Part of a data file
## BEGIN

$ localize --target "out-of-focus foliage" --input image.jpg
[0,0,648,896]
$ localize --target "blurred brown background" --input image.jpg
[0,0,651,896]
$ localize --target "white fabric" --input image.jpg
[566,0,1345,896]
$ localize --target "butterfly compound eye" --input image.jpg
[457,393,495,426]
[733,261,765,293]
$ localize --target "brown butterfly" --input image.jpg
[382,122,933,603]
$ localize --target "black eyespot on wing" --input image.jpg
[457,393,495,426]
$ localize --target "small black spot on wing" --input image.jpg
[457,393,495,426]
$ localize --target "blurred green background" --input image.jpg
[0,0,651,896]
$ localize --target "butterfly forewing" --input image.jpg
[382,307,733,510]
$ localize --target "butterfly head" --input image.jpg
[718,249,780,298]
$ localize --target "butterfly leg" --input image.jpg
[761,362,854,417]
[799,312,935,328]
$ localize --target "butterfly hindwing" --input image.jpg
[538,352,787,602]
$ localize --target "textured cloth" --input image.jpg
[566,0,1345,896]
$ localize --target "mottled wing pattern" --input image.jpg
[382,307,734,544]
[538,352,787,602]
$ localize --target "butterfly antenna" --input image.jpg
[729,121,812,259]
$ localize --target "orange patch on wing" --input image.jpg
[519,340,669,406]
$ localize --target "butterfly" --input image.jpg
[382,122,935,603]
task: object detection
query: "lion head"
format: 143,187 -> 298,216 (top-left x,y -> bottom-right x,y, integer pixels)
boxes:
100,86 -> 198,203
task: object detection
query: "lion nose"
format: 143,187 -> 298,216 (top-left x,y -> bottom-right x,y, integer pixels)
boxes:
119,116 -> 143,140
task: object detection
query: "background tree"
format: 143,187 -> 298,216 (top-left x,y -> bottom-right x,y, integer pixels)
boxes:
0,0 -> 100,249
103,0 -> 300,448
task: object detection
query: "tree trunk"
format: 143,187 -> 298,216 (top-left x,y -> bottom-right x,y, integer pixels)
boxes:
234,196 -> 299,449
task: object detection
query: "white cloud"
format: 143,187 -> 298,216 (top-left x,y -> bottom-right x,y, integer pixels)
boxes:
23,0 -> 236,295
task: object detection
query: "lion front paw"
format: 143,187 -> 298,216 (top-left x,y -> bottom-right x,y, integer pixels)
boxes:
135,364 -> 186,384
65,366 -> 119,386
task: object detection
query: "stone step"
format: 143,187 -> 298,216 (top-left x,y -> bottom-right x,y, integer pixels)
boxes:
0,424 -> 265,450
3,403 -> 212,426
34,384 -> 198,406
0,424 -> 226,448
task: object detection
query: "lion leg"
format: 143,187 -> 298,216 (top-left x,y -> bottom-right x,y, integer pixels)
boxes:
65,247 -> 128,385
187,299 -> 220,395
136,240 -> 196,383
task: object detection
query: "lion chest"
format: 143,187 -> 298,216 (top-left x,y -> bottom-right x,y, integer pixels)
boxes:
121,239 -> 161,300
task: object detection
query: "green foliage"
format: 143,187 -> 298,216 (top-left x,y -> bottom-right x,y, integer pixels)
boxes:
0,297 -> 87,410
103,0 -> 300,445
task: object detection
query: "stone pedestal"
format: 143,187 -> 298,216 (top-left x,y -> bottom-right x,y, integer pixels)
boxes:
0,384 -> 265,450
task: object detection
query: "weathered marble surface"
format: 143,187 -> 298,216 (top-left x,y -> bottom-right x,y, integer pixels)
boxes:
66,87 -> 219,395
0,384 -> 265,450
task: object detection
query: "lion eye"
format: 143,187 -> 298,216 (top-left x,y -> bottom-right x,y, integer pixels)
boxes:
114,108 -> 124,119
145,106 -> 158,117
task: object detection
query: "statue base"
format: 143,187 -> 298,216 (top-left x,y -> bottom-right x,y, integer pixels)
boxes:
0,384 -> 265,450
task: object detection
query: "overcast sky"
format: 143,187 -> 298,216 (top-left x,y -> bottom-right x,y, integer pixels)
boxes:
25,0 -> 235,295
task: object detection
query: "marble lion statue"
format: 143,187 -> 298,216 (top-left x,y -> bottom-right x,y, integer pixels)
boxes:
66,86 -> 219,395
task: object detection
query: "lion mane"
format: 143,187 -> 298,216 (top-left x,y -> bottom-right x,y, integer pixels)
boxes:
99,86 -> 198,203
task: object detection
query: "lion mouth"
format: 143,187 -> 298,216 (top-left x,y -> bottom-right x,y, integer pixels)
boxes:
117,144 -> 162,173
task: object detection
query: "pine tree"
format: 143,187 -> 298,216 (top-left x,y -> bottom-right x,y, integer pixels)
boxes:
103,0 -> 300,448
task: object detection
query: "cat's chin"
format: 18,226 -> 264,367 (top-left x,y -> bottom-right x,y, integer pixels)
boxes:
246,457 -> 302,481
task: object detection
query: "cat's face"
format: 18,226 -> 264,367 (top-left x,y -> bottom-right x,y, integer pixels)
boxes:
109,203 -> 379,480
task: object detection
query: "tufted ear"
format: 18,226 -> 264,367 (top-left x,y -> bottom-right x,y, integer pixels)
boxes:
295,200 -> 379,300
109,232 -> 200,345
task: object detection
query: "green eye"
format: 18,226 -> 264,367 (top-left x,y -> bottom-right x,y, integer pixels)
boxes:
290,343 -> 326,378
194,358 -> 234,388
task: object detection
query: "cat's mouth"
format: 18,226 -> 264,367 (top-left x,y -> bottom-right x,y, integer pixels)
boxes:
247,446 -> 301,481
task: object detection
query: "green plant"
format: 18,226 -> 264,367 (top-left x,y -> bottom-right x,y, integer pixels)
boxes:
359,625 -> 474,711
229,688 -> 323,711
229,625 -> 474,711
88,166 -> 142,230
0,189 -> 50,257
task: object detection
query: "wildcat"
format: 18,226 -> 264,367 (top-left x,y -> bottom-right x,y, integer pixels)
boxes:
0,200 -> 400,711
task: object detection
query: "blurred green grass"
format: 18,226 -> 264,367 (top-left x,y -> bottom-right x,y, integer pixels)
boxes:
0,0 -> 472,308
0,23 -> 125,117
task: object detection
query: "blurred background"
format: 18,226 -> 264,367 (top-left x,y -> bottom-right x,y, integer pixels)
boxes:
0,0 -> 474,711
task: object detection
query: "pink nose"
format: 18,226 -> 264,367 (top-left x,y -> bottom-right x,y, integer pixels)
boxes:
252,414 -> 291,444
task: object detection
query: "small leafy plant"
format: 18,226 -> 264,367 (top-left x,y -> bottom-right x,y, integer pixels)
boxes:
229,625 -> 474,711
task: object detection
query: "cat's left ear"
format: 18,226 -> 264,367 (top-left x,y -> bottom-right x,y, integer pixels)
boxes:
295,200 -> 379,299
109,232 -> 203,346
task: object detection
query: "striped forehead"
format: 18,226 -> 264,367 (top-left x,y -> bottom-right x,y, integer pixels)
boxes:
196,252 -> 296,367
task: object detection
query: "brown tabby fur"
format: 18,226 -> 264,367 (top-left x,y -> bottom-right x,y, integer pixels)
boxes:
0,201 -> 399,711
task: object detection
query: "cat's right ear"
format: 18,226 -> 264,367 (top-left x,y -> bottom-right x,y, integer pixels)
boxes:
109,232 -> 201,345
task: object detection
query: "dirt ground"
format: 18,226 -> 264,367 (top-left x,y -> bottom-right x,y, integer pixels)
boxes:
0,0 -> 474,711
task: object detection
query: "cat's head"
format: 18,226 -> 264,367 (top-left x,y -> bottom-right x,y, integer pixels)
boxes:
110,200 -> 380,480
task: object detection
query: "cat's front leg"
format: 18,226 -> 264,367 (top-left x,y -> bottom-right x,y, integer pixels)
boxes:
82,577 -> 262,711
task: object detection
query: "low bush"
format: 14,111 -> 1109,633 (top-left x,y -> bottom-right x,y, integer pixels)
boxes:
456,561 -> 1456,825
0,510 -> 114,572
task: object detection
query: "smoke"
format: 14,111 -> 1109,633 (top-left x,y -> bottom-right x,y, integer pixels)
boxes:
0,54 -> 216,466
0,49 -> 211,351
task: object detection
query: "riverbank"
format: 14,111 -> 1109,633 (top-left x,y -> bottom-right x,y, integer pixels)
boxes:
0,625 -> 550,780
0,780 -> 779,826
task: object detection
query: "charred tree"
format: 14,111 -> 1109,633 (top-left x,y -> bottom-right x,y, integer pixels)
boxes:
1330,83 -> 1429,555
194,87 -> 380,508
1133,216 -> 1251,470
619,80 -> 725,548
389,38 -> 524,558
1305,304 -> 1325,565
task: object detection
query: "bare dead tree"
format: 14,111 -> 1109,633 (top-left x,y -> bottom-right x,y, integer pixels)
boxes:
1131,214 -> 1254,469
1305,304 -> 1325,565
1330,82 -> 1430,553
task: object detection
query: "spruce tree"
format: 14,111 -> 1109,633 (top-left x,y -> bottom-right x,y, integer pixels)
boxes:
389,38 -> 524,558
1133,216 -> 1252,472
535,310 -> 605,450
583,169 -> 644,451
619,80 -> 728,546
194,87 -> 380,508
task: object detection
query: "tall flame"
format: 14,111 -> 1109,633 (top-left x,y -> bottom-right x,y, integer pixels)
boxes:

## END

TASK INSTRUCTIONS –
Change every "butterfly" to "moth" in the listing, from its start up to and including the line with "100,86 -> 198,203", leaving everything else unchanged.

IN RESPONSE –
$ localize --target "out-of-focus foliage" --input image.jpg
[0,0,648,896]
$ localize --target "blurred brown background" --input image.jpg
[0,0,651,896]
$ localize --target "white fabric" --input image.jpg
[566,0,1345,896]
$ localize --target "moth compound eye" --input image.jpg
[457,393,495,426]
[733,261,765,293]
$ localize --target "brown moth" --input image.jpg
[382,122,933,603]
$ localize --target "black eyespot on wing" --input image.jpg
[457,393,495,426]
$ localize --target "small black spot on wing" --input image.jpg
[457,393,495,426]
$ localize --target "blurred green background" --input image.jpg
[0,0,651,896]
$ localize --target "moth forewing" --input image.jpg
[382,307,733,510]
$ localize --target "moth head" --input image.jpg
[718,249,780,298]
$ localize --target "moth leg" --input image.jpg
[761,362,854,417]
[799,312,935,328]
$ localize --target "moth hindwing" --input image.jpg
[538,352,787,602]
$ localize --target "textured cloth" --input image.jpg
[566,0,1345,896]
$ localize --target "mottled wing pattern" --input image.jpg
[382,307,734,544]
[538,352,787,602]
$ localize --target "moth antenna" --input image.jpg
[729,121,812,259]
$ localize --target "orange patch on wing" --input image.jpg
[519,340,669,406]
$ localize --target "moth" --input image.jpg
[382,122,935,603]
task: object detection
query: "lion head"
format: 143,187 -> 298,216 (top-left x,y -> bottom-right x,y, integer pixels)
boxes:
100,86 -> 198,203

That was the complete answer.